Reading text:
=== Begin Enclosure ===
1981-1984 - The Reagan Administration terminates the Social Security benefits of hundreds of thousands of disabled recipients. Advocates charge that these terminations are an effort to reduce the federal budget and often do not reflect any improvement in the condition of those being terminated. A variety of groups, including the Alliance of Social Security Disability Recipients and the Ad Hoc Committee on Social Security Disability, spring up to fight these terminations. Several disabled people, in despair over the loss of their benefits, commit suicide.

The parents of “Baby Doe” in Bloomington, Indiana, are advised by their doctors to deny a surgical procedure to unblock their newborn’s esophagus, because the baby has Down Syndrome. Although disability rights activists try to intervene, Baby Doe starves to death before legal action can be taken. The case prompts the Reagan Administration to issue regulations calling for the creation of “Baby Doe squads” to safeguard the civil rights of disabled newborns.

1983 - American Disabled for Accessible Public Transit (ADAPT) is organized at the Atlantis Community Headquarters in Denver, Colorado. For the next seven years ADAPT conducts a civil disobedience campaign against the American Public Transit Association (APTA) and various local public transit authorities to protest the lack of accessible public transportation.

19831983 1
1984
- The Baby Jane Doe case, like the 1982 Bloomington Baby Doe case, involves an infant being denied needed medical care because of her disability. The case results in litigation argued before the U.S. Supreme Court in Bowen v. American Hospital Association, and in the passage of the Child Abuse Prevention and Treatment Act Amendments of 1984.
=== End Enclosure ===
[Source data]
=== Begin Enclosure ===
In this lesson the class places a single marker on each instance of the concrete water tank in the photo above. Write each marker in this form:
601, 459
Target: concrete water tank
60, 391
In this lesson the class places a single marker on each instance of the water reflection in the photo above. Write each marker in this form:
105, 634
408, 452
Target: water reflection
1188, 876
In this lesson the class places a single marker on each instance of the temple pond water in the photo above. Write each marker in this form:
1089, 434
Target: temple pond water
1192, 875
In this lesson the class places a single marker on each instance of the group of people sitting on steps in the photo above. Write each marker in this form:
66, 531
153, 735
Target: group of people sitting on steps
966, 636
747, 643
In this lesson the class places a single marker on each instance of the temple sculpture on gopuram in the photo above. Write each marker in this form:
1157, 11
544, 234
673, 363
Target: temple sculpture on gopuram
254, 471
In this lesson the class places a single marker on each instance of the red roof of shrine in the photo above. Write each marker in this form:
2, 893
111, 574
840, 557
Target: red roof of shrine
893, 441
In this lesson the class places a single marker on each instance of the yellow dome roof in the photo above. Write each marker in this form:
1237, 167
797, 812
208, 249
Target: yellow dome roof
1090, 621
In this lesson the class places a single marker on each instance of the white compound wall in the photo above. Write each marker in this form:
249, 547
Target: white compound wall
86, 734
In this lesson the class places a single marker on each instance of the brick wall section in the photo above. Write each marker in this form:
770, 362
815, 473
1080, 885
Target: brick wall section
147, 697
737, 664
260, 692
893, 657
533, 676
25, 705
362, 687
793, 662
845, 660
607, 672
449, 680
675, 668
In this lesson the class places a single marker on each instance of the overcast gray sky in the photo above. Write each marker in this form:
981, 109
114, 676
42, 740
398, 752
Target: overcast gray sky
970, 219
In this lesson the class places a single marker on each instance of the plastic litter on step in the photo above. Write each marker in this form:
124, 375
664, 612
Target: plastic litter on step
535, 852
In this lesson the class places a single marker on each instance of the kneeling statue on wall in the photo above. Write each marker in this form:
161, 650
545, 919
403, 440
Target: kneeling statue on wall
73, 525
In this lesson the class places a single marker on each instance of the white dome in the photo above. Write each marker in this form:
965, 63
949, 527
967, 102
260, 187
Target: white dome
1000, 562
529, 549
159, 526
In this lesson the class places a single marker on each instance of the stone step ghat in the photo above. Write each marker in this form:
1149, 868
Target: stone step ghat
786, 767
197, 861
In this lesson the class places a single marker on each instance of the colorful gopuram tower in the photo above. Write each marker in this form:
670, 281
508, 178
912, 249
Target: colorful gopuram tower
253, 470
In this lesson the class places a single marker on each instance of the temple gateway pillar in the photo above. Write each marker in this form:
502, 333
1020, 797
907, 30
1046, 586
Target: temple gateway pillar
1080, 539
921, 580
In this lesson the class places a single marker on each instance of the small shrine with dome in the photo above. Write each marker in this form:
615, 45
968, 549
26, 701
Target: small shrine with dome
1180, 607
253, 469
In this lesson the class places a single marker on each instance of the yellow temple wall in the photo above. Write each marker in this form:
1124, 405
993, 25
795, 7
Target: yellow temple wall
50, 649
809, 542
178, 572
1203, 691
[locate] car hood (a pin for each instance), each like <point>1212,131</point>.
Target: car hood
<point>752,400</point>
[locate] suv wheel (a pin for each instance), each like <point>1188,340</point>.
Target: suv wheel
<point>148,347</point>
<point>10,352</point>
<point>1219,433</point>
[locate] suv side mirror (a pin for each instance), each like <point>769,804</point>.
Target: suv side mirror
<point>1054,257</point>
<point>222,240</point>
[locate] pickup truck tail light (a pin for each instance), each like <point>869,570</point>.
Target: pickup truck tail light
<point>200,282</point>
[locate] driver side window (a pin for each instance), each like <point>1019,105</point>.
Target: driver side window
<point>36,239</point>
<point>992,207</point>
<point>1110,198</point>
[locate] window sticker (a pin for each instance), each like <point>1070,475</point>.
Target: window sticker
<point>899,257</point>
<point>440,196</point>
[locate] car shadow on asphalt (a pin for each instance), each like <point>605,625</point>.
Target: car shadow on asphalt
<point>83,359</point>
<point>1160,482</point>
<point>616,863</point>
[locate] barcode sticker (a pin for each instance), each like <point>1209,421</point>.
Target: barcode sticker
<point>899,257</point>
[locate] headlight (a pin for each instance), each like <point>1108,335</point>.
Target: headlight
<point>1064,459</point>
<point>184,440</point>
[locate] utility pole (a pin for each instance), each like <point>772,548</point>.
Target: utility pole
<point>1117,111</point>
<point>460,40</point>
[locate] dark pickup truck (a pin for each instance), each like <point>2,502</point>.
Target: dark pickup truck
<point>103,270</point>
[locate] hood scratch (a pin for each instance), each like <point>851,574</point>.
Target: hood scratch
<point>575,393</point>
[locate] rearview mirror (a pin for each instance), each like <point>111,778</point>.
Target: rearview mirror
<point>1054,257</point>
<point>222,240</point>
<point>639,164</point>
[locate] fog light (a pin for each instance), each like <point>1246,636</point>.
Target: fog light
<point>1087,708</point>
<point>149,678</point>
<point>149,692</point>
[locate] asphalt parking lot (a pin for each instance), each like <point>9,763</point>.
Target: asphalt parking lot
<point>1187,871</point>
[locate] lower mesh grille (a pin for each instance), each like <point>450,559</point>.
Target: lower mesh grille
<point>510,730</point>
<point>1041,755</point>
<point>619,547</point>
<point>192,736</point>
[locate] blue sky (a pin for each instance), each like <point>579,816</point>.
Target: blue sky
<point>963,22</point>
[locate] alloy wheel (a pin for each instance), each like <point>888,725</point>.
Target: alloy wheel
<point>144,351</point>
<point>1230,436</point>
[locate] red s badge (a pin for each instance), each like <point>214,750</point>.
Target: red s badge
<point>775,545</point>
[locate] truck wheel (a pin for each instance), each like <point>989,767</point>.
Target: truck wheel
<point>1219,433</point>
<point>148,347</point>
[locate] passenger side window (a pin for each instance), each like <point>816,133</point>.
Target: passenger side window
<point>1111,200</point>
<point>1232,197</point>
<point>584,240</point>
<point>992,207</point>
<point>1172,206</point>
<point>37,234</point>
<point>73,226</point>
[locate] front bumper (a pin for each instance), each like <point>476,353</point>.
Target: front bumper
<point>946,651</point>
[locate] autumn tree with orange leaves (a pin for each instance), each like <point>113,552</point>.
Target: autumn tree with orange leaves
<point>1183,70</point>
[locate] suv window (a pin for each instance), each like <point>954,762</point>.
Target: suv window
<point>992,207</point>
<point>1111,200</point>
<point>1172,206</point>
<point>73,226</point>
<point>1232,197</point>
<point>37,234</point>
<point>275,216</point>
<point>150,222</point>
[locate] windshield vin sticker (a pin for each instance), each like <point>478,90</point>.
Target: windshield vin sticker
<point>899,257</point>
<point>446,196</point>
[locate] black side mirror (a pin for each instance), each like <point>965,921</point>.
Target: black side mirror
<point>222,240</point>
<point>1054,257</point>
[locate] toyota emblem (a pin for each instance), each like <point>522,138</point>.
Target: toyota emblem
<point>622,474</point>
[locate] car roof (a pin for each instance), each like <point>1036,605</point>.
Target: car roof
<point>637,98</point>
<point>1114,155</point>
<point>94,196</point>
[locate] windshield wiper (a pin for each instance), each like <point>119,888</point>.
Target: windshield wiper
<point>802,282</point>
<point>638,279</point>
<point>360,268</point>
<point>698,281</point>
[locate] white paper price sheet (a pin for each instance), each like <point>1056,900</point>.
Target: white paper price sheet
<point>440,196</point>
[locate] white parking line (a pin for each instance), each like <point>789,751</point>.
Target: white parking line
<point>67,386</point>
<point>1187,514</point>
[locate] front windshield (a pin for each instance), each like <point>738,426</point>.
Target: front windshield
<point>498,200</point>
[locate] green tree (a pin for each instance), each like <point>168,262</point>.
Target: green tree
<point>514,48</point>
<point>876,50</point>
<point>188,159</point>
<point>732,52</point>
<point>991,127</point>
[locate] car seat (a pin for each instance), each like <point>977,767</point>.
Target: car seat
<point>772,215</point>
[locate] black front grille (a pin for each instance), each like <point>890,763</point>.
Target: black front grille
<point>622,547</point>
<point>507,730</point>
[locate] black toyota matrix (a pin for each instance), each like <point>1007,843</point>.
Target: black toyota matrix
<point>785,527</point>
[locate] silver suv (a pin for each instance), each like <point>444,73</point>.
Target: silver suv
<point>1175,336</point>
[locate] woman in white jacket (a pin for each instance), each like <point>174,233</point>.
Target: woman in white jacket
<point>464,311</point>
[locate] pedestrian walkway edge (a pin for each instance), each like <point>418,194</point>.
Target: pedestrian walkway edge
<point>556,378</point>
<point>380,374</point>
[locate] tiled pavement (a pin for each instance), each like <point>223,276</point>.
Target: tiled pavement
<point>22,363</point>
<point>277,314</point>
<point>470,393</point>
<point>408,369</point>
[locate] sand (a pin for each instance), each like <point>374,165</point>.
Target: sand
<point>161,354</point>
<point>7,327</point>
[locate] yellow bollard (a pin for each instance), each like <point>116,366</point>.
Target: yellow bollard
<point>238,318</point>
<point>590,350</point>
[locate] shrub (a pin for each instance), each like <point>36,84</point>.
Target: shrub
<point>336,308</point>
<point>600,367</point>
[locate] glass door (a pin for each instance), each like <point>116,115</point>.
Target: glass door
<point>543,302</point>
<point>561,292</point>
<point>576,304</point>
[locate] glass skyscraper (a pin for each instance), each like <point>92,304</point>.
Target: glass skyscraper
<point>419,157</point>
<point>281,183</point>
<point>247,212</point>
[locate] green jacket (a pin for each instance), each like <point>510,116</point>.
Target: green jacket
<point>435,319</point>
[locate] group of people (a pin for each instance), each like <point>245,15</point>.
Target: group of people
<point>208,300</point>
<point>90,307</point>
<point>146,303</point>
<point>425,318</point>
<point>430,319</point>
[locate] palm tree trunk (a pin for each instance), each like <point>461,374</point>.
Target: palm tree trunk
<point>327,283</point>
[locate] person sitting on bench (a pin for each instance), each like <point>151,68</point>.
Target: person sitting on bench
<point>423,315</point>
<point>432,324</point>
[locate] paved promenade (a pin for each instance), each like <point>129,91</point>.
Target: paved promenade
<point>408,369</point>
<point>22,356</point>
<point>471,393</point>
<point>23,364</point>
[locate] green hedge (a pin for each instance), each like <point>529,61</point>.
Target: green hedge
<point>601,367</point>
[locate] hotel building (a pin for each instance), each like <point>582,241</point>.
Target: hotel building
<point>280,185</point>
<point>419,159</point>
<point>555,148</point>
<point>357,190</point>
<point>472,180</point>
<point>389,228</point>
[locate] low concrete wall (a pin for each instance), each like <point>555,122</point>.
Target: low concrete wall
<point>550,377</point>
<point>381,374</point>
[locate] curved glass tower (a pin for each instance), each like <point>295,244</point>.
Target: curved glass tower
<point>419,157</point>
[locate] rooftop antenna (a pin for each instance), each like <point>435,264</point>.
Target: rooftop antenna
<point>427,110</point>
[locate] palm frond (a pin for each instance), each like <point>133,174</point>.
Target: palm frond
=== End Enclosure ===
Work request: According to the timeline, where was American Disabled for Accessible Public Transit (ADAPT) organized? This data has nothing to do with the timeline.

Exercise response: At the Atlantis Community Headquarters in Denver, Colorado.